* _DIRECTIONS FOR THIS TASK_
In how many lines of the entries below does the string "before" appear? Reply with the number alone.

#### INFORMATION SUPPLIED

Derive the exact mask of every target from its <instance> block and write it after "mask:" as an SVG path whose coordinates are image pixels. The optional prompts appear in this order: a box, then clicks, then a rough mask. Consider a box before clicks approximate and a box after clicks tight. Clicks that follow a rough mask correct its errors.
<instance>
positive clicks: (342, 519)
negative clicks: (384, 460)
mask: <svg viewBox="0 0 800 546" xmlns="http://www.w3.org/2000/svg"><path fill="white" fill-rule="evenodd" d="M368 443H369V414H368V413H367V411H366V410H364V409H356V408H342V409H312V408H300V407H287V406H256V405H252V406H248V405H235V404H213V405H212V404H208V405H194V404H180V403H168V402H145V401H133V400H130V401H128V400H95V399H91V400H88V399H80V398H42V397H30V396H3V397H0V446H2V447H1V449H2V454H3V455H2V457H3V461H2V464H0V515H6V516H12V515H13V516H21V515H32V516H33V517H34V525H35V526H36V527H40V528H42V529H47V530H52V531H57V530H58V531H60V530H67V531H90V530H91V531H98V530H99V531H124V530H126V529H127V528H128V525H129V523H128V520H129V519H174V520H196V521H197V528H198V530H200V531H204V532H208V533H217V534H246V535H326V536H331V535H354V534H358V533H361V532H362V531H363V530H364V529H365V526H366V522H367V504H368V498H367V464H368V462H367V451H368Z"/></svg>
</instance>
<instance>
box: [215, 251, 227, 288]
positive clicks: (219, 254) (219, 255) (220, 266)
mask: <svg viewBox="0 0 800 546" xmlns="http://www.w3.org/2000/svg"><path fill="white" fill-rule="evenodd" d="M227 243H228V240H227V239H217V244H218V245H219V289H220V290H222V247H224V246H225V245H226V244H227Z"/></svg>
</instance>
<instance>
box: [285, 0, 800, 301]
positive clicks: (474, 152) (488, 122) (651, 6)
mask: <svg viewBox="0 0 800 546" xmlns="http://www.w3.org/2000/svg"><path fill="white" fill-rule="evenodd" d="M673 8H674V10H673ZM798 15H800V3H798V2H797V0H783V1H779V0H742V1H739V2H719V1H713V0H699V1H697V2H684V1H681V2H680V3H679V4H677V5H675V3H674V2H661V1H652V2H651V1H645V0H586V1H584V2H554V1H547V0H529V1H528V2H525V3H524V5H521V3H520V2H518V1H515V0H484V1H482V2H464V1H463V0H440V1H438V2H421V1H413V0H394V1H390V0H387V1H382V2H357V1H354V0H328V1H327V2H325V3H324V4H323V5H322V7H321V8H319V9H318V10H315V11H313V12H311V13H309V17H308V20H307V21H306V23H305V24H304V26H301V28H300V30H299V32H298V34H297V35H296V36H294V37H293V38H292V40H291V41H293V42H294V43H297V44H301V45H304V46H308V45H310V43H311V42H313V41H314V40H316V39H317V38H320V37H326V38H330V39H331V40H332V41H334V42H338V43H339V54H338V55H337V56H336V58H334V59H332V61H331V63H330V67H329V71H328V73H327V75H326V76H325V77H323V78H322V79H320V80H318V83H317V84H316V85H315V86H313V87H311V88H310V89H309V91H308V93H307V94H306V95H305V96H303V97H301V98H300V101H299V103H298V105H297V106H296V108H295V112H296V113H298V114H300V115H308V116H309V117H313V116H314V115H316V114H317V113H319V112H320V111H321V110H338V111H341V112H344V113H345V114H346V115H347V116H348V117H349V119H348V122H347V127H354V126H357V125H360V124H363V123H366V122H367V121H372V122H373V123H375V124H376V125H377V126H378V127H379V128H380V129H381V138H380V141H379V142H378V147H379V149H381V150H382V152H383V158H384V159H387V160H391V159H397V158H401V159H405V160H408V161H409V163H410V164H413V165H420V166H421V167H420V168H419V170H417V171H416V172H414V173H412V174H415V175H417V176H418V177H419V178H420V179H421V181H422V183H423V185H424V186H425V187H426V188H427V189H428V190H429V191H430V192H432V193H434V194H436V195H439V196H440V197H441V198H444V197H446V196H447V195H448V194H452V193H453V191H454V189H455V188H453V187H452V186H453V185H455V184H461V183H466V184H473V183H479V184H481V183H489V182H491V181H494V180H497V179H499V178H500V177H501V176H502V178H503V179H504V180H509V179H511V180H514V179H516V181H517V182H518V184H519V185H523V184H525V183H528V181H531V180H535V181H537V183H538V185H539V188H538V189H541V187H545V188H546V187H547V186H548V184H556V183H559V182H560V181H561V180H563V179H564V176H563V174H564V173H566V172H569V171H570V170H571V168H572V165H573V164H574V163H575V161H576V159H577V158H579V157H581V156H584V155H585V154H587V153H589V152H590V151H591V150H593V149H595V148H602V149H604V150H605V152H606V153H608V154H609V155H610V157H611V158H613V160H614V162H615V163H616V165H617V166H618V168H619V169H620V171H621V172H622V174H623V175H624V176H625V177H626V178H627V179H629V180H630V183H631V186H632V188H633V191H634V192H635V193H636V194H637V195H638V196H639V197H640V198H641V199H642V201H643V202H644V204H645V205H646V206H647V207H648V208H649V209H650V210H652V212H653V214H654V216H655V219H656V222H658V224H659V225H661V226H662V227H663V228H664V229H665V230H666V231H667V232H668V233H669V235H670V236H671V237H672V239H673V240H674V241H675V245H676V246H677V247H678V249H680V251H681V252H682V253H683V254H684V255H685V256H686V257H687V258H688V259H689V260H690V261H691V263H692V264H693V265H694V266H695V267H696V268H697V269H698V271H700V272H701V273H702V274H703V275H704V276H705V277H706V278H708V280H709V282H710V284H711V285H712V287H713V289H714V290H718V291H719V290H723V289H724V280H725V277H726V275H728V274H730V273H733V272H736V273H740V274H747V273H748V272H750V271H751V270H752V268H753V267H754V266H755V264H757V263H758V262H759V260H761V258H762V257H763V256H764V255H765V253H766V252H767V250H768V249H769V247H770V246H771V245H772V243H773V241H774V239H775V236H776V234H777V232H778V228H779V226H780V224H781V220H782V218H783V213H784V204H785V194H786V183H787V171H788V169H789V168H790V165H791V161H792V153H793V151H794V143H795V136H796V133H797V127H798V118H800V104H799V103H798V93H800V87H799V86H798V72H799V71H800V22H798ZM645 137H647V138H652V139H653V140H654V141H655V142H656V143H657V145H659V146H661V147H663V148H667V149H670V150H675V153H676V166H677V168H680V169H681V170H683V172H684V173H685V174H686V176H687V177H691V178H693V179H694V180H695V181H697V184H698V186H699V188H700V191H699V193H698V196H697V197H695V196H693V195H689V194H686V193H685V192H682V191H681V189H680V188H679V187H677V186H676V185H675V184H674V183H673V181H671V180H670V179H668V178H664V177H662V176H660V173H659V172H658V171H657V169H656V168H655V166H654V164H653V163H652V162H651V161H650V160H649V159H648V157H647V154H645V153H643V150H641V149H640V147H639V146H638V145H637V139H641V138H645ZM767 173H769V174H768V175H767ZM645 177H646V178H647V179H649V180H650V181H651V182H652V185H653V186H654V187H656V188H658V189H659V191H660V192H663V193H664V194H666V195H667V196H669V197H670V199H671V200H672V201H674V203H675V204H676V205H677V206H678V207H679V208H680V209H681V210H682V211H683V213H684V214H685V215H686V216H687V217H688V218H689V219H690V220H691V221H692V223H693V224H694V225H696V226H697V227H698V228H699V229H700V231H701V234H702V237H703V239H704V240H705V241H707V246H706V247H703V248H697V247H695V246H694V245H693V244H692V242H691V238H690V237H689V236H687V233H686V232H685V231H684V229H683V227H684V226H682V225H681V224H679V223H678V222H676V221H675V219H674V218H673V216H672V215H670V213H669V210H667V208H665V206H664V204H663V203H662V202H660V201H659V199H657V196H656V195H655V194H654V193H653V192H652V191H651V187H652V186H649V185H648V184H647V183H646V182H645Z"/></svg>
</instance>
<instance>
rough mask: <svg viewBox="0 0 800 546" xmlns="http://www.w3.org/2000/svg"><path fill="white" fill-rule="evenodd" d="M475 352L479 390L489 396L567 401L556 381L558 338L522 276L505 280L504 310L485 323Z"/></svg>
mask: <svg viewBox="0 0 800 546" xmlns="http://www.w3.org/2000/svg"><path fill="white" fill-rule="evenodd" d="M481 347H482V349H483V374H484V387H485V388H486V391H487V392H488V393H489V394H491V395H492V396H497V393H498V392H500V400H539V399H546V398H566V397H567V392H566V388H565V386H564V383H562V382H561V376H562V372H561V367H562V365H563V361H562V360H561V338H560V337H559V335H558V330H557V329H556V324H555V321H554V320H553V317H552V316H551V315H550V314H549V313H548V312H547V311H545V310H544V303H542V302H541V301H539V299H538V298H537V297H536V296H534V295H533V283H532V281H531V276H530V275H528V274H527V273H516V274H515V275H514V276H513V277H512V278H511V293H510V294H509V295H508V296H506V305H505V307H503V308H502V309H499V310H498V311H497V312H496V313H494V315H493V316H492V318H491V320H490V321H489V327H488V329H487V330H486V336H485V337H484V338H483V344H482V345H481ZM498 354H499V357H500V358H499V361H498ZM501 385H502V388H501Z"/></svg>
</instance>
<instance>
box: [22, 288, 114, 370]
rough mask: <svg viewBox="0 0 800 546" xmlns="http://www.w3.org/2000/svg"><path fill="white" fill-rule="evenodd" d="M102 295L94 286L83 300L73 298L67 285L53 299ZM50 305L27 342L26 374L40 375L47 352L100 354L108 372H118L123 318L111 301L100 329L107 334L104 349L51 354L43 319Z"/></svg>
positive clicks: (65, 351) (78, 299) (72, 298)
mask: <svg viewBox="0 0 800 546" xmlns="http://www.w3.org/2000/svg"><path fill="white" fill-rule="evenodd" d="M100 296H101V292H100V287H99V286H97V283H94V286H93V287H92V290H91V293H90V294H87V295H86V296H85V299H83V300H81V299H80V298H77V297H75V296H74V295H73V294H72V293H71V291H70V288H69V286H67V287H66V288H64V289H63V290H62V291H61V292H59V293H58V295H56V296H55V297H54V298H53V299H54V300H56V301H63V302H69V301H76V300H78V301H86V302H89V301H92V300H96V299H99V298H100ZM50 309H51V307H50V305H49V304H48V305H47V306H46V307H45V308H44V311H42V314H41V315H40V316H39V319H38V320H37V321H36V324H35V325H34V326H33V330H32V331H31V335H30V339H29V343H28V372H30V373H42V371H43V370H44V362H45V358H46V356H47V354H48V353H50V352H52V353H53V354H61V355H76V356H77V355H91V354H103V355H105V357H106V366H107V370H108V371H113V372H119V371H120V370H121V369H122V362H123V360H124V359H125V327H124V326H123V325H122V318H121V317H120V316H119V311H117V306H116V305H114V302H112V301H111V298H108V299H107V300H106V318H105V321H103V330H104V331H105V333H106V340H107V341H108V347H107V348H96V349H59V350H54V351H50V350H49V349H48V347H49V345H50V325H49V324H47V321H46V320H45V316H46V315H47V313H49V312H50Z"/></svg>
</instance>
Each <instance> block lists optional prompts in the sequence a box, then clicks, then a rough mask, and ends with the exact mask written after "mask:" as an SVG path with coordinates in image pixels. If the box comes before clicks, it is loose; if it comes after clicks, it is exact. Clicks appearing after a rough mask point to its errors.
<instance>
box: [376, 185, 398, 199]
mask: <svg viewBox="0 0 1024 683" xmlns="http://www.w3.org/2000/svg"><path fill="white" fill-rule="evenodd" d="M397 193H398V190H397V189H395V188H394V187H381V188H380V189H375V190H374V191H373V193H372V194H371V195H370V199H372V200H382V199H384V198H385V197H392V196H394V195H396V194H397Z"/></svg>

########

* _RESPONSE_
2